··· Provided information

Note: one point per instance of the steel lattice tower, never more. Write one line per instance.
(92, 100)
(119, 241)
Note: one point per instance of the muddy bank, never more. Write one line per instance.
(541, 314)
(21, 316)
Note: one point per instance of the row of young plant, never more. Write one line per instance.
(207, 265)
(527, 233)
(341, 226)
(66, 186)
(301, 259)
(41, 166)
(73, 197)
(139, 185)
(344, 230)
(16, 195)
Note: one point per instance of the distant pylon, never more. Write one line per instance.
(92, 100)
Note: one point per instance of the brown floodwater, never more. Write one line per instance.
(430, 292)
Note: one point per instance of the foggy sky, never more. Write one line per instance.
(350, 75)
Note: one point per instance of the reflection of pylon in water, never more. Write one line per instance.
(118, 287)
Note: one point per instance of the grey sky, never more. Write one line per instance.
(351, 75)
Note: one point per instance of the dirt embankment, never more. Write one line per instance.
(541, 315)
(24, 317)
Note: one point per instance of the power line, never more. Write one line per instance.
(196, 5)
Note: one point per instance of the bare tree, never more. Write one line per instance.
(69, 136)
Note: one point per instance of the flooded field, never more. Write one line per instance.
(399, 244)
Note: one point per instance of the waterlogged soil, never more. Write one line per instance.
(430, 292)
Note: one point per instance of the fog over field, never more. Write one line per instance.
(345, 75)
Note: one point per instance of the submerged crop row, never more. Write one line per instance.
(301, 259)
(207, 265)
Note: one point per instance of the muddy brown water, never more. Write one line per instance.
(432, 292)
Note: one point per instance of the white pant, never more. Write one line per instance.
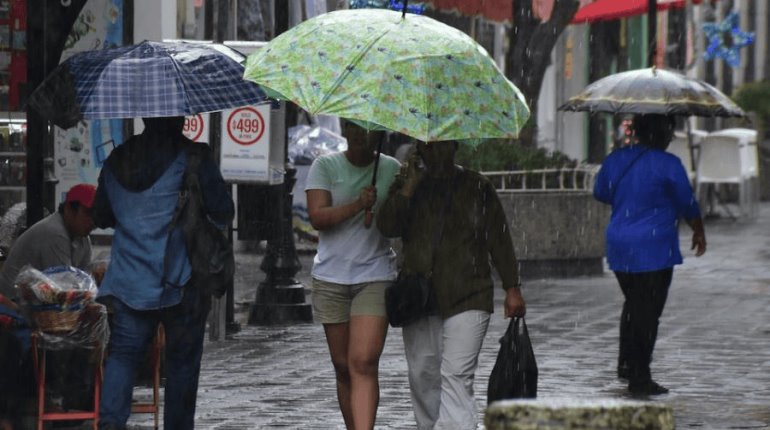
(442, 356)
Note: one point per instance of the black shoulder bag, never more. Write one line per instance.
(410, 297)
(208, 248)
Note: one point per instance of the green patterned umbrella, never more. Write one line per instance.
(410, 74)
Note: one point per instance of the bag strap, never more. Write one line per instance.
(623, 175)
(190, 189)
(439, 231)
(190, 186)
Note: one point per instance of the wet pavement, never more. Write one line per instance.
(713, 350)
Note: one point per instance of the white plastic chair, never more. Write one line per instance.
(747, 141)
(720, 163)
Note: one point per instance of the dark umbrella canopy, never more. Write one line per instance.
(653, 91)
(149, 79)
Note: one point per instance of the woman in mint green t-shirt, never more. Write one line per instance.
(353, 266)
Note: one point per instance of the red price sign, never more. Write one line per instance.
(193, 127)
(245, 125)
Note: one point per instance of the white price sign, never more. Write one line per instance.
(245, 151)
(196, 127)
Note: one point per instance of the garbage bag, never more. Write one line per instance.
(515, 372)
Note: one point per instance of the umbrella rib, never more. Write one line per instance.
(347, 72)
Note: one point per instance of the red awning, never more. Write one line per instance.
(599, 10)
(605, 10)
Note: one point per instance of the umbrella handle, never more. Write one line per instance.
(369, 216)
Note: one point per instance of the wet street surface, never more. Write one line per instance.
(713, 349)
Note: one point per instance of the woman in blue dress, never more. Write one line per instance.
(649, 192)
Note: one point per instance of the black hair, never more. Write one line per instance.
(654, 130)
(164, 124)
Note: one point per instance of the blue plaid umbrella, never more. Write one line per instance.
(149, 79)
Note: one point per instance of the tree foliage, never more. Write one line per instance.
(529, 54)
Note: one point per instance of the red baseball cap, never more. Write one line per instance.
(83, 194)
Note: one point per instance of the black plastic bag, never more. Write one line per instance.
(408, 299)
(515, 372)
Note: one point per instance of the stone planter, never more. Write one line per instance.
(557, 234)
(577, 414)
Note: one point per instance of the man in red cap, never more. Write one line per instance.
(60, 239)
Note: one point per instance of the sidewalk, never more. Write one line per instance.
(713, 349)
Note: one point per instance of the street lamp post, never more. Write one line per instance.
(280, 298)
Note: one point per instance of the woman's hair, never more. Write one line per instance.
(654, 130)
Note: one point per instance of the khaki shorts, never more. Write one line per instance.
(336, 303)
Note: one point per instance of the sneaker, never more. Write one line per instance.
(648, 388)
(624, 372)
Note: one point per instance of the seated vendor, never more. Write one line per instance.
(59, 239)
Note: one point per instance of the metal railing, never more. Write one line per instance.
(566, 179)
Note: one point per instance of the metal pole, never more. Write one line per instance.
(280, 298)
(652, 30)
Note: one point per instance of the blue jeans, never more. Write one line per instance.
(131, 332)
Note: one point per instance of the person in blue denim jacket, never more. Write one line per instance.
(147, 281)
(649, 192)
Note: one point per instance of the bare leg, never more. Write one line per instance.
(337, 337)
(367, 338)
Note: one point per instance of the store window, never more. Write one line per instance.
(13, 91)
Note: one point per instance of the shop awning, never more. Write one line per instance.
(605, 10)
(598, 10)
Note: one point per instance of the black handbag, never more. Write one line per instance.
(208, 247)
(410, 297)
(515, 372)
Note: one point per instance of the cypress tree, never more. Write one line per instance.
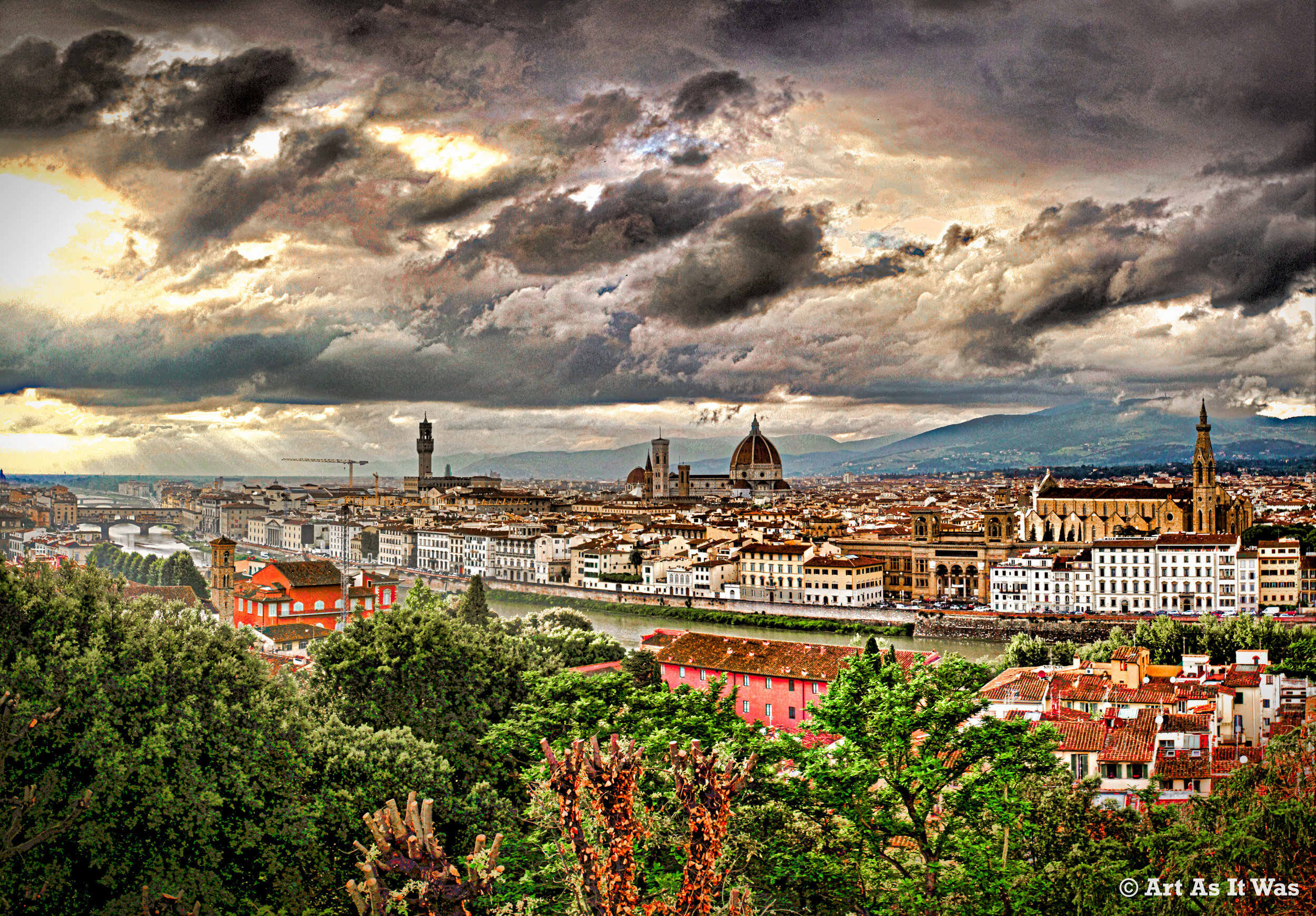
(474, 608)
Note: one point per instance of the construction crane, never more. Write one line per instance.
(349, 462)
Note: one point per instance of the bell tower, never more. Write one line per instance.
(662, 471)
(1203, 478)
(223, 577)
(425, 448)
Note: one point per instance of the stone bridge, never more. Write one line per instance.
(108, 516)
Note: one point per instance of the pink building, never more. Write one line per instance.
(775, 681)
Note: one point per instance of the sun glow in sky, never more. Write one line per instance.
(36, 220)
(456, 156)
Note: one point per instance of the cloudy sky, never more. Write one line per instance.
(237, 231)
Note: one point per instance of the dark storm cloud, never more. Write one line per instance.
(598, 119)
(556, 235)
(445, 199)
(1297, 157)
(701, 96)
(45, 90)
(143, 360)
(752, 258)
(693, 157)
(223, 195)
(1249, 247)
(211, 108)
(1132, 77)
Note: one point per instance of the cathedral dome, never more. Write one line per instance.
(756, 457)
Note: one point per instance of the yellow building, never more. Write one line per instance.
(1278, 571)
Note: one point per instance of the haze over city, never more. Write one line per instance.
(240, 232)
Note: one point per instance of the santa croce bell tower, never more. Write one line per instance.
(1203, 478)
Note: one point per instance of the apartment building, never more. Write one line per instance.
(1198, 573)
(1278, 571)
(1247, 582)
(774, 571)
(1039, 582)
(514, 553)
(1125, 574)
(846, 581)
(433, 547)
(398, 547)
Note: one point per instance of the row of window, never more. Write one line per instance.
(767, 682)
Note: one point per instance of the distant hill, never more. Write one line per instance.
(706, 456)
(1085, 434)
(1133, 432)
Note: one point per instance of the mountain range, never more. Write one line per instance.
(1098, 434)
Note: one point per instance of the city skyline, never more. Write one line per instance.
(262, 231)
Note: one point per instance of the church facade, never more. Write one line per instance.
(754, 471)
(1088, 514)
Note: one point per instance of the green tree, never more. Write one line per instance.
(1257, 824)
(187, 574)
(351, 769)
(185, 740)
(643, 665)
(420, 668)
(1027, 650)
(922, 785)
(474, 607)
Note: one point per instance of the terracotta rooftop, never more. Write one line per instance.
(1244, 676)
(1224, 759)
(1023, 686)
(1081, 736)
(1180, 722)
(310, 573)
(1183, 765)
(1132, 740)
(767, 657)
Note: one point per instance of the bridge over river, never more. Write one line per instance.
(108, 516)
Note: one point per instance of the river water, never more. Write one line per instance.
(159, 542)
(627, 628)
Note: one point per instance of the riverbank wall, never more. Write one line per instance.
(951, 626)
(1003, 629)
(760, 613)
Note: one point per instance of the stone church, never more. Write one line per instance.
(1088, 514)
(754, 471)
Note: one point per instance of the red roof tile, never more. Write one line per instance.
(1182, 765)
(1082, 736)
(774, 658)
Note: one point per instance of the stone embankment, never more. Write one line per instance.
(986, 626)
(886, 616)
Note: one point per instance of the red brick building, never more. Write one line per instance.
(775, 681)
(298, 592)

······

Set down the entries above word for word, but drop any image.

Response area -
Note: one point per instance of the steel lattice tower, never more. Write one line per instance.
(92, 100)
(119, 241)
Note: one point per instance of the muddy bank, never more. Write one line per instance.
(541, 314)
(21, 316)
Note: one point per instance of the row of young plant, never more. Write one line per instance.
(207, 265)
(527, 233)
(341, 226)
(66, 186)
(301, 259)
(41, 166)
(73, 197)
(139, 185)
(344, 230)
(16, 195)
Note: one point per instance of the distant pylon, never more. Write one line per instance.
(92, 100)
Note: one point per instance of the brown floodwater, never more. Write one line per instance.
(430, 292)
Note: one point per instance of the foggy sky, never more. Write one line per instance.
(350, 75)
Note: one point per instance of the reflection of pylon in water, never more. Write one line per instance.
(118, 287)
Note: one point per instance of the grey sky, never more. Write one line per instance.
(351, 75)
Note: one point per instance of the dirt embankment, never more. Write one line per instance.
(541, 315)
(24, 317)
Note: one point per instance of the power line, never more. Write one line per instance.
(196, 5)
Note: one point per instance of the bare tree, never more. Write one line per instance.
(69, 136)
Note: one point per instance of the flooded field, never more. Write one line per instance.
(399, 244)
Note: one point per instance of the waterlogged soil, never more. Write one line per instance.
(430, 292)
Note: one point per instance of the fog over field, never more. Write one line per instance.
(345, 75)
Note: one point per instance of the submerged crop row, never more. Write one line per instance.
(301, 259)
(207, 265)
Note: one point per instance of the muddy brown water, never more. Write one line per instance.
(432, 292)
Note: one point per instance of the white pant, never more. Write one line per instance.
(442, 356)
Note: one point per instance of the black shoulder bag, never more. Write one line per instance.
(410, 297)
(208, 248)
Note: one point per instance of the green patterned umbrella, never more. Write one line per instance.
(410, 74)
Note: one point per instance of the bag strap, never more. Write one line per instance.
(623, 175)
(190, 189)
(439, 231)
(190, 186)
Note: one point per instance of the wet pavement, never more. Write one line per instance.
(713, 350)
Note: one point per instance of the white plastic chair, never more. Write one line per instance.
(747, 141)
(720, 163)
Note: one point per instance of the dark umbrella canopy, never more. Write one line per instance.
(653, 91)
(149, 79)
Note: one point per instance of the woman in mint green t-shirt, never more. Write one line per instance.
(353, 266)
Note: one point per instance of the red price sign, never more. Write one line per instance.
(193, 127)
(245, 125)
Note: one point per instance of the white price sign, never more. Write one line per instance.
(245, 151)
(196, 127)
Note: one point per instance of the garbage bag, never more. Write one line per instance.
(515, 372)
Note: one point per instance of the umbrella rib, never more. Write one line per instance.
(347, 72)
Note: one point per instance of the red awning, never more. Write one line per instance.
(599, 10)
(605, 10)
Note: one point per instance of the umbrella handle, never more. Write one line per instance.
(369, 216)
Note: one point per instance of the wet street surface, never more. Write one line per instance.
(713, 349)
Note: one point per instance of the woman in blue dress, never more. Write one line per instance.
(649, 192)
Note: one point per instance of the black hair, never more. Write one line per instance.
(654, 130)
(164, 124)
Note: one point per instance of the blue plaid umbrella, never more. Write one line per instance.
(149, 79)
Note: one point per instance of the tree foliage, never more. Write one line per instance.
(529, 54)
Note: one point per instance of the red baseball cap, never more. Write one line per instance.
(83, 194)
Note: one point per instance of the black plastic bag, never more. Write one line per instance.
(408, 299)
(515, 372)
Note: one point per instance of the stone planter, never more. Write one line per instance.
(557, 234)
(577, 414)
Note: one point per instance of the man in red cap, never more. Write one line per instance.
(60, 239)
Note: one point per instance of the sidewalk, never more. Write one line per instance.
(713, 349)
Note: one point per instance of the street lamp post, never more. Write one line per instance.
(280, 298)
Note: one point per instance of the woman's hair, never more. Write one line per instance.
(654, 130)
Note: one point per instance of the khaki shorts, never more. Write one line per instance.
(336, 303)
Note: one point per instance of the sneaker, never more. Write one line per instance.
(648, 388)
(624, 372)
Note: one point per instance of the seated vendor, never more. Write one line per instance.
(59, 239)
Note: one point per instance of the metal railing, never more. Write one line per instance.
(566, 179)
Note: one point per instance of the metal pole, never more. Write one line per instance.
(280, 298)
(652, 30)
Note: one point per instance of the blue jeans, never more. Write one line per instance.
(131, 332)
Note: one point per instance of the person in blue denim jacket, never more. Write one line per instance.
(147, 281)
(649, 192)
Note: one point per instance of the bare leg, never more. Write one line per instance.
(337, 337)
(367, 338)
Note: one point per instance of the store window, never more. Write one line per instance.
(13, 91)
Note: one point per instance of the shop awning, never more. Write one line per instance.
(605, 10)
(598, 10)
Note: one point per instance of the black handbag, never more. Write one line per instance.
(208, 247)
(410, 297)
(515, 372)
Note: one point per instance of the cypress tree, never more. Write one line per instance.
(474, 608)
Note: one point per instance of the construction crane, never more. Write one line per instance.
(349, 462)
Note: one point per instance of the bell tower, never more. Write one line per instance.
(662, 471)
(1203, 478)
(223, 577)
(425, 448)
Note: one point per instance of the stone bridge, never more. Write one line per instance.
(108, 516)
Note: one point per instance of the pink building, never more. Write one line per instance.
(775, 681)
Note: one point per instance of the sun glow in sky, never more. Write one line per instance.
(36, 220)
(456, 156)
Note: one point per instance of the cloudy sky, never more. Write one line per instance.
(237, 231)
Note: one point per instance of the dark storm cloud, never more. Write one line per instance.
(598, 119)
(556, 235)
(445, 199)
(1297, 157)
(701, 96)
(45, 90)
(143, 360)
(752, 258)
(693, 157)
(223, 195)
(1249, 247)
(211, 108)
(1132, 77)
Note: one point per instance of the cathedral dome, never more. Write one line per instance.
(756, 457)
Note: one point per instance of the yellow building, never more. Write one line per instance.
(1278, 571)
Note: one point per instance of the haze over city, never more. Write one line per instance.
(240, 232)
Note: one point per instance of the santa croce bell tower, never more. Write one line per instance.
(1203, 478)
Note: one point per instance of the apartment building, never more. Write one line per instance.
(1198, 573)
(1278, 571)
(1247, 582)
(774, 571)
(1039, 582)
(514, 553)
(1125, 574)
(846, 581)
(433, 547)
(398, 547)
Note: one point per instance of the row of window, never more. Write one line per instance.
(767, 682)
Note: one point per instance of the distant hill, never more. Write one line per instance.
(706, 456)
(1085, 434)
(1133, 432)
Note: one point per instance of the mountain range, never more. Write one line per instance.
(1098, 434)
Note: one point per instance of the city skyline, never more. Write one line per instance.
(262, 231)
Note: one point per instance of the church facade, never more. Write one line per instance.
(754, 471)
(1088, 514)
Note: one point per instance of the green tree, never more. Write one line per instance.
(1257, 824)
(187, 574)
(351, 769)
(185, 740)
(643, 665)
(420, 668)
(1027, 650)
(922, 785)
(474, 607)
Note: one point per instance of the terracotta rooftop, never more. Write one line per instance.
(1244, 676)
(1224, 759)
(1023, 686)
(1081, 736)
(1180, 722)
(310, 573)
(1183, 765)
(1132, 740)
(767, 657)
Note: one point per instance of the bridge over river, never more. Write one line per instance.
(108, 516)
Note: one point per instance of the river water, never more. Write one line per instance.
(159, 542)
(627, 628)
Note: one point per instance of the riverbank wall, never more. Write one line per instance.
(951, 626)
(1003, 629)
(760, 613)
Note: one point per instance of the stone church, never more. Write one line per instance.
(1088, 514)
(754, 471)
Note: one point per instance of the red roof tile, never more. Write one line per instance.
(1182, 765)
(1082, 736)
(774, 658)
Note: one point per instance of the stone embankment, never more. Write one line per instance.
(986, 626)
(886, 616)
Note: one point per instance of the red brick building, never more. Write one line per instance.
(775, 681)
(298, 592)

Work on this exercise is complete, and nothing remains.